TEXTE EXTRAIT —
------------------------

"Souvenirs d’enfance" : Axel Hubler se rémemore la route entre Grand Case et Philipsburg
Voici une photo qui correspond au souvenir que j'ai gardé de Philipsburg lorsque j'étais petit. A dire vrai, plusieurs détails me viennent à l'esprit.
Tout d'abord, celui de la tranquillité. Je ne mens pas en disant, que jusqu'au début des années 80, Saint Martin était l'île du silence. En effet, il y avait très peu de voitures. Et pratiquement aucune mécanisation. Nous allions environ une fois par mois côté hollandais car c'était loin. Je revois si bien, mes cousins ou mes frères et moi, montant dans la voiture et, à genoux sur la banquette arrière, comptant les véhicules que nous croisions !
De Grand Case à Philipsburg, le plus grand nombre jamais croisé, fut de cinq ! En ce temps la, traverser l'île, n'était pas chose courante. Il fallait vraiment avoir une nécessité. Je serais tenté de dire, que si bien il y avait énormément d'entre-aide, chaque village avait gardé son identité. A l'époque, une fois arrivés à Marigot, nous passions devant l'école des garçons, puis de la nouvelle gendarmerie. Il y avait à droite la Banque des Antilles Françaises. Il fallait continuer tout droit dans la rue que beaucoup appellent de " Saint James " mais qui porte son nom plus juste de rue "de Hollande".

------------------------

DONNÉES RECUEILLIES —

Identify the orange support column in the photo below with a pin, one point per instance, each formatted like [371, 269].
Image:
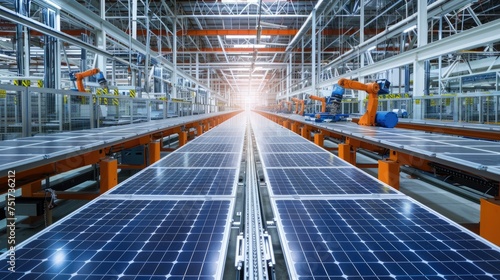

------------------------

CONSIGNE —
Traduisez en anglais cette phrase du texte consacré aux souvenirs de Philipsburg : « Nous allions environ une fois par mois côté hollandais car c'était loin. » Le matériel n'intervient en rien ici.

RÉPONSE —
We went to the Dutch side about once a month because it was far.